Steiner offers words from Fichte who says "the world is a dream and everything we think about the world is a dream of a dream" and from Edward von Hartmann who calls the chair we see is only a dream of the chair-in-itself. Steiner scoffs at Hartmann, saying it is difficult to sit on a chair that is only a dream. Why all this talk about dreams?
[page 77] The point we are making is not to persuade you that the world is a dream; the discussion of the idea becomes the spur to awaken within ourselves. And awakening begins with an energetic grasp of our thinking, an active seizing hold of our thinking. An awakened thinking is precisely what leads you into something else.
In Lecture 7 Steiner treats us to an exposition on the deeper meaning of the words, Truth, Beauty, and Goodness. First there is Truth which is like a fabric which connects us to our pre-earthly existence, which we must take care not to sever.

::::::::::

» **GIVEN TASK 1**: Can you update all the records by replacing "INPUT IMAGE" with "PHOTO" and changing nothing else, leaving the pictures out of your answer?
The text and the records come from different sources.

» **RECORDS SHOWN**:

::::::::::

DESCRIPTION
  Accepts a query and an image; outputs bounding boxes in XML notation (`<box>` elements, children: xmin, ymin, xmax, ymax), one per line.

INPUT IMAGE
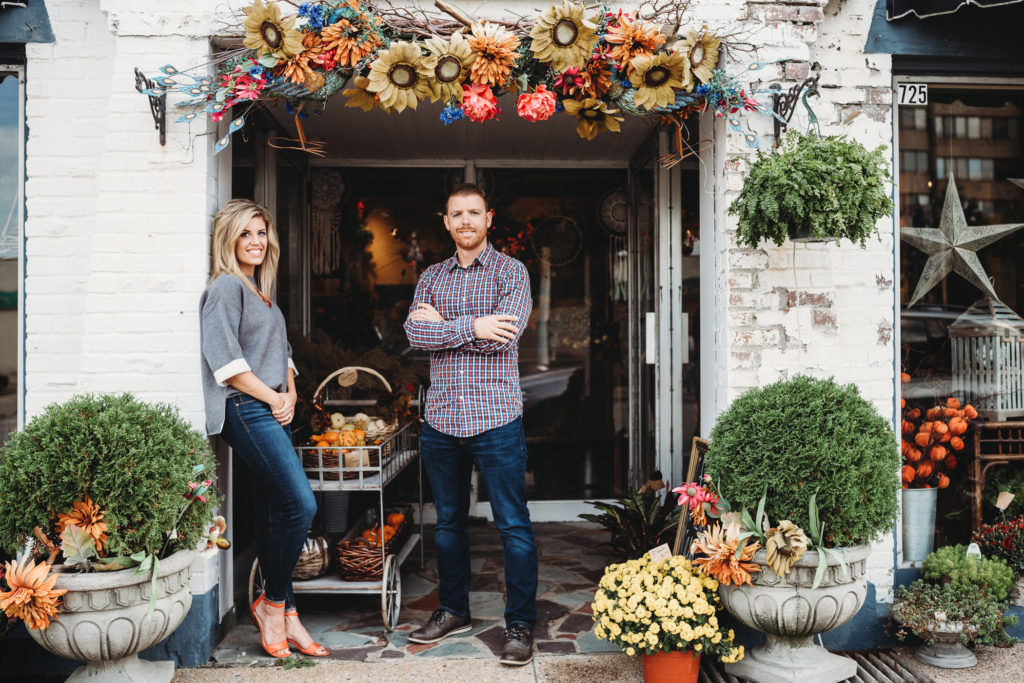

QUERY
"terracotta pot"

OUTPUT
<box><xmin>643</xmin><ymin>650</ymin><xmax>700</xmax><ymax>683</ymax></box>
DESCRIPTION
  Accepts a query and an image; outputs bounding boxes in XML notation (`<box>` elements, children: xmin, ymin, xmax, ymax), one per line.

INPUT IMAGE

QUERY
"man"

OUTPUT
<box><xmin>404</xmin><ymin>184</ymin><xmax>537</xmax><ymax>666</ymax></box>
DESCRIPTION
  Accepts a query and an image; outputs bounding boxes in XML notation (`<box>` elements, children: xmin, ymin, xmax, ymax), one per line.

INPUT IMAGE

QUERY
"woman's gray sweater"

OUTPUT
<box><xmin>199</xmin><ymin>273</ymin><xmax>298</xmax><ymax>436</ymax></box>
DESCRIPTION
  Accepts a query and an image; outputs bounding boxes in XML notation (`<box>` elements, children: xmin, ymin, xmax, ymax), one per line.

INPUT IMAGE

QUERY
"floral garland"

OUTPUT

::::::::::

» **GIVEN TASK 2**: In the passage on Steiner's lectures, what does Steiner say is difficult to do with a chair that is only a dream?

» **EXERCISE ANSWER 1**:
DESCRIPTION
  Accepts a query and an image; outputs bounding boxes in XML notation (`<box>` elements, children: xmin, ymin, xmax, ymax), one per line.

PHOTO

QUERY
"terracotta pot"

OUTPUT
<box><xmin>643</xmin><ymin>650</ymin><xmax>700</xmax><ymax>683</ymax></box>
DESCRIPTION
  Accepts a query and an image; outputs bounding boxes in XML notation (`<box>` elements, children: xmin, ymin, xmax, ymax), one per line.

PHOTO

QUERY
"man"

OUTPUT
<box><xmin>404</xmin><ymin>184</ymin><xmax>537</xmax><ymax>666</ymax></box>
DESCRIPTION
  Accepts a query and an image; outputs bounding boxes in XML notation (`<box>` elements, children: xmin, ymin, xmax, ymax), one per line.

PHOTO

QUERY
"woman's gray sweater"

OUTPUT
<box><xmin>199</xmin><ymin>273</ymin><xmax>298</xmax><ymax>436</ymax></box>
DESCRIPTION
  Accepts a query and an image; outputs bounding boxes in XML notation (`<box>` elements, children: xmin, ymin, xmax, ymax), one per line.

PHOTO

QUERY
"floral garland"

OUTPUT

» **EXERCISE ANSWER 2**: Sit on it.